## Set problem
Update all the items below by replacing "dropped as a pin" with "marked as a dot" wherever it occurs, keeping every other part of the lines unchanged.

════════

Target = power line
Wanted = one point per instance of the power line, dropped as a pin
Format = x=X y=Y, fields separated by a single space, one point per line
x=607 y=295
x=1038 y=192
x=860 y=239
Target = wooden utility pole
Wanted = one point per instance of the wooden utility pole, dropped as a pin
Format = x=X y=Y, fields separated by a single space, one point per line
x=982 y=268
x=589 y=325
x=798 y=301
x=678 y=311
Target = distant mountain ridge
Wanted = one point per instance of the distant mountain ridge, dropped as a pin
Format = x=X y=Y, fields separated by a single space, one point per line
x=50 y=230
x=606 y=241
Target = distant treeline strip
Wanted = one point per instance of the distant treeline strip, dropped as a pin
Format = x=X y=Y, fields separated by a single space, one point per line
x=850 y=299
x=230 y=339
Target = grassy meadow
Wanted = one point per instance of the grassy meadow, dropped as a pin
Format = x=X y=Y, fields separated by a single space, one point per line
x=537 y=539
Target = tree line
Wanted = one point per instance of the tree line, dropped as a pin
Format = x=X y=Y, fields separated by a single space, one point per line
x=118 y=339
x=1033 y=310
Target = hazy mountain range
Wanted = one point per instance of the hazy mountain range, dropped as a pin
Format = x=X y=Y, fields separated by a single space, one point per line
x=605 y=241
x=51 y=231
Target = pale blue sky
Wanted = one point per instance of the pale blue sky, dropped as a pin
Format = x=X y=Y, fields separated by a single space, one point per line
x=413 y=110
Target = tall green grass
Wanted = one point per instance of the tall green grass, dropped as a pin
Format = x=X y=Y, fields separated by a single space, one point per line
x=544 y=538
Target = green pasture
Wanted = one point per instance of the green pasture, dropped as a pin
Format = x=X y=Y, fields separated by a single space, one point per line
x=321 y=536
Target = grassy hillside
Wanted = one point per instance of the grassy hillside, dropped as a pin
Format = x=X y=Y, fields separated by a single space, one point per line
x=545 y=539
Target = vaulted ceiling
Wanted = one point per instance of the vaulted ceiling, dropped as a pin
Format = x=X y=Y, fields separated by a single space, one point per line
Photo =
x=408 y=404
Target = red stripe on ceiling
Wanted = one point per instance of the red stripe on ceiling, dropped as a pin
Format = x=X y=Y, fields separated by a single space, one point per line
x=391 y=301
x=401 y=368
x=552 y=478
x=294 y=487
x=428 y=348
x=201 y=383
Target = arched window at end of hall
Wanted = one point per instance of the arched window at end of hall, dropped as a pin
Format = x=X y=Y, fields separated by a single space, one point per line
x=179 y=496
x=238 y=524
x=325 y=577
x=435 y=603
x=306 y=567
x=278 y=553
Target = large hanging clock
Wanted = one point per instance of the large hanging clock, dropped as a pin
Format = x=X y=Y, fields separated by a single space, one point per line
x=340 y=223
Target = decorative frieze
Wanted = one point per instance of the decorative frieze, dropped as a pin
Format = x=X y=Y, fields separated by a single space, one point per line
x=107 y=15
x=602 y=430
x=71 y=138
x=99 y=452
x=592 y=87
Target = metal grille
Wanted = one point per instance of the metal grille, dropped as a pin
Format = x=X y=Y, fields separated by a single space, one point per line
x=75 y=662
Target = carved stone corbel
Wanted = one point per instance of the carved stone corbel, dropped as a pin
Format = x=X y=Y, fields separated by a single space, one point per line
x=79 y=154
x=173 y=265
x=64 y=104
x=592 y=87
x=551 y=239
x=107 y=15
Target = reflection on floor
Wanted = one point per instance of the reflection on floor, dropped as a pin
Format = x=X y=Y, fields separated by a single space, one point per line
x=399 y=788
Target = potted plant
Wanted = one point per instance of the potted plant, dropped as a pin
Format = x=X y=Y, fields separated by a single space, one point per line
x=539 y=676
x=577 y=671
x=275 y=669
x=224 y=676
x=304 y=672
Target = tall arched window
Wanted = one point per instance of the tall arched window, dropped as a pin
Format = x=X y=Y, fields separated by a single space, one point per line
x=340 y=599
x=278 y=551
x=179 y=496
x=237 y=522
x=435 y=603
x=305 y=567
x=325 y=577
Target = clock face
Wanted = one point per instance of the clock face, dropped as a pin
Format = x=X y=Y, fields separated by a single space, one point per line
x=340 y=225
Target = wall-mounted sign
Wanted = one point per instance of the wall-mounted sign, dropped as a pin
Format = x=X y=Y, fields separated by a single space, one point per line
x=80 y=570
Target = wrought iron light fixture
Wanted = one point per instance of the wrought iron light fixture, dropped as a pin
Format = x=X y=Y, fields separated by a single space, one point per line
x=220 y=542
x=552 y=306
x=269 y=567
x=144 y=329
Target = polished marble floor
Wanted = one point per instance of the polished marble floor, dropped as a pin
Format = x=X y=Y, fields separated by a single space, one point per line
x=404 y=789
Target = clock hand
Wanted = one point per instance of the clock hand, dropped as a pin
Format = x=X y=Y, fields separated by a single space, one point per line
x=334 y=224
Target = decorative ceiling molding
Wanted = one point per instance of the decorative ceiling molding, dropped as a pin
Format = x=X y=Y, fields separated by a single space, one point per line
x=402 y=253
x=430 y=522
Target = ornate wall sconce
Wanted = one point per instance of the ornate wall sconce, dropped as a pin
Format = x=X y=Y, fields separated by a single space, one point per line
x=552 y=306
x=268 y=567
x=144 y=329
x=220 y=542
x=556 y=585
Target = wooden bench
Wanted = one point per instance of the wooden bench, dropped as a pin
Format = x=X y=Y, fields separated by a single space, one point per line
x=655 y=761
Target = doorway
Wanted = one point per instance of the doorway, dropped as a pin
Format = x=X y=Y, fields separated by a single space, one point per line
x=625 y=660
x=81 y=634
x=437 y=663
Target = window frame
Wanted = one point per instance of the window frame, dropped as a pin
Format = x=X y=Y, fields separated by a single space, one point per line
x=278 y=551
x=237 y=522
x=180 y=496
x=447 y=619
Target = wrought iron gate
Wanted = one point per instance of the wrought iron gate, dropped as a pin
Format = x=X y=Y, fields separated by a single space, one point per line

════════

## Solved problem
Target = power line
Wanted = one point per instance of the power line, marked as a dot
Format = x=X y=Y, fields separated by a single space, one point per line
x=607 y=295
x=1038 y=192
x=860 y=239
Target = wooden utility pole
Wanted = one point per instance of the wooden utility pole, marked as a dot
Format = x=X y=Y, fields separated by a single space, one point per line
x=982 y=268
x=589 y=325
x=798 y=301
x=678 y=311
Target = distant mountain ridge
Wanted = one point per instance of the distant mountain ridge, marked as a dot
Format = x=X y=Y, fields separated by a single space, one point per line
x=50 y=230
x=606 y=241
Target = distant treeline strip
Wanted = one point per instance of the distant treeline strip, marked as a dot
Format = x=X y=Y, fields separated by a single space, one point per line
x=850 y=299
x=230 y=339
Target = grassy meadow
Wanted = one point per instance of the grassy meadow, marked as a dot
Format = x=X y=Y, fields separated by a single space, one point per line
x=537 y=539
Target = tree line
Wanted = one point per instance of the tree line, marked as a dot
Format = x=X y=Y, fields separated by a single space, one point per line
x=118 y=339
x=1033 y=310
Target = hazy mountain range
Wanted = one point per instance of the hazy mountain range, marked as a dot
Format = x=X y=Y, fields separated by a single space, one point per line
x=605 y=241
x=51 y=231
Target = pale blue sky
Wanted = one point per instance of the pale blue sky, marked as a dot
Format = x=X y=Y, fields separated by a single space, one point per line
x=413 y=110
Target = tall green grass
Wanted = one point per instance of the tall green grass, marked as a dot
Format = x=X y=Y, fields separated by a single space, one point per line
x=544 y=538
Target = green pasture
Wanted = one point per instance of the green pasture, marked as a dot
Format = x=X y=Y, fields separated by a single space, one point per line
x=321 y=536
Target = grassy hillside
Wanted = one point per instance of the grassy hillside, marked as a dot
Format = x=X y=Y, fields separated by a single space, one point per line
x=545 y=539
Target = vaulted ceiling
Wanted = one point per instance of the vaulted ceiling, marked as a dot
Format = x=X y=Y, fields separated by a single space, one point per line
Photo =
x=408 y=404
Target = red stripe on ceiling
Wanted = one point per instance of the red stripe on ceiling, marked as a dot
Format = x=X y=Y, fields separated by a single space, one point per line
x=391 y=301
x=401 y=368
x=552 y=478
x=294 y=487
x=428 y=348
x=201 y=383
Target = arched window at end of hall
Wanted = one point per instance of the arched window at end of hall, marked as a dot
Format = x=X y=Y, fields separated by a single space, one point per line
x=179 y=496
x=238 y=524
x=325 y=577
x=435 y=603
x=306 y=567
x=278 y=553
Target = large hanging clock
Wanted = one point per instance of the large hanging clock, marked as a dot
Format = x=X y=Y, fields separated by a single space, one point per line
x=340 y=223
Target = decorative frieze
Wanted = one point per instance of the decorative frieze, marked as a dot
Format = x=X y=Y, fields separated by a single space, one point per line
x=107 y=15
x=602 y=430
x=71 y=138
x=99 y=452
x=592 y=87
Target = metal grille
Wanted = one point per instance of the metal grille, marked as a dot
Format = x=X y=Y, fields separated by a single space, one point per line
x=75 y=662
Target = carved stone corbel
Wanted = one point per instance of the carved stone corbel, marked as a dot
Format = x=X y=Y, fields separated by a single space, one point per line
x=79 y=154
x=173 y=265
x=64 y=104
x=592 y=87
x=551 y=239
x=107 y=15
Target = reflection on floor
Wanted = one point per instance of the reflection on floor, marked as a dot
Format = x=X y=Y, fields separated by a single space, one point per line
x=399 y=788
Target = potted plant
Wanted = one point per instance of the potted plant, marked as a dot
Format = x=X y=Y, fields separated by a single space, one point per line
x=539 y=676
x=577 y=671
x=275 y=669
x=224 y=676
x=304 y=672
Target = tall arched window
Wanted = one point per instance of the tall arched window, marked as a dot
Format = x=X y=Y, fields separated by a single space, one point per line
x=340 y=599
x=278 y=551
x=179 y=496
x=237 y=522
x=435 y=603
x=305 y=567
x=325 y=577
Target = clock face
Wanted = one point per instance of the clock face, marked as a dot
Format = x=X y=Y, fields separated by a single space, one point per line
x=340 y=225
Target = wall-mounted sign
Wanted = one point per instance of the wall-mounted sign, marked as a dot
Format = x=X y=Y, fields separated by a single space, one point per line
x=80 y=570
Target = wrought iron light fixture
Wanted = one point per instance of the wrought iron light fixture, marked as a dot
Format = x=X y=Y, fields separated by a single space, one point per line
x=220 y=542
x=552 y=306
x=269 y=567
x=144 y=329
Target = polished marble floor
Wanted = one point per instance of the polished marble floor, marked as a dot
Format = x=X y=Y, fields separated by a single space, one point per line
x=404 y=789
Target = clock hand
Wanted = one point per instance of the clock hand, marked as a dot
Format = x=X y=Y, fields separated by a single space, one point per line
x=334 y=224
Target = decorative ceiling molding
Wanted = one point per instance of the decorative ceiling molding, marked as a dot
Format = x=X y=Y, fields separated by a single space, one point per line
x=402 y=253
x=430 y=522
Target = ornate wall sconce
Wanted = one point per instance of the ornate wall sconce, marked as a dot
Format = x=X y=Y, fields separated by a single space, one point per line
x=552 y=306
x=268 y=567
x=144 y=329
x=220 y=542
x=556 y=585
Target = wooden bench
Wanted = one point per instance of the wooden bench, marked as a dot
Format = x=X y=Y, fields separated by a single space, one point per line
x=655 y=761
Target = doorway
Wanted = one point per instance of the doorway, marked as a dot
Format = x=X y=Y, fields separated by a single space, one point per line
x=625 y=660
x=81 y=634
x=437 y=663
Target = window frame
Wanted = one point per instance of the window frame, marked as a dot
Format = x=X y=Y, fields separated by a single space, one point per line
x=278 y=551
x=237 y=522
x=180 y=496
x=447 y=619
Target = wrought iron gate
Wanted = one point per instance of the wrought iron gate, marked as a dot
Format = x=X y=Y, fields separated by a single space, one point per line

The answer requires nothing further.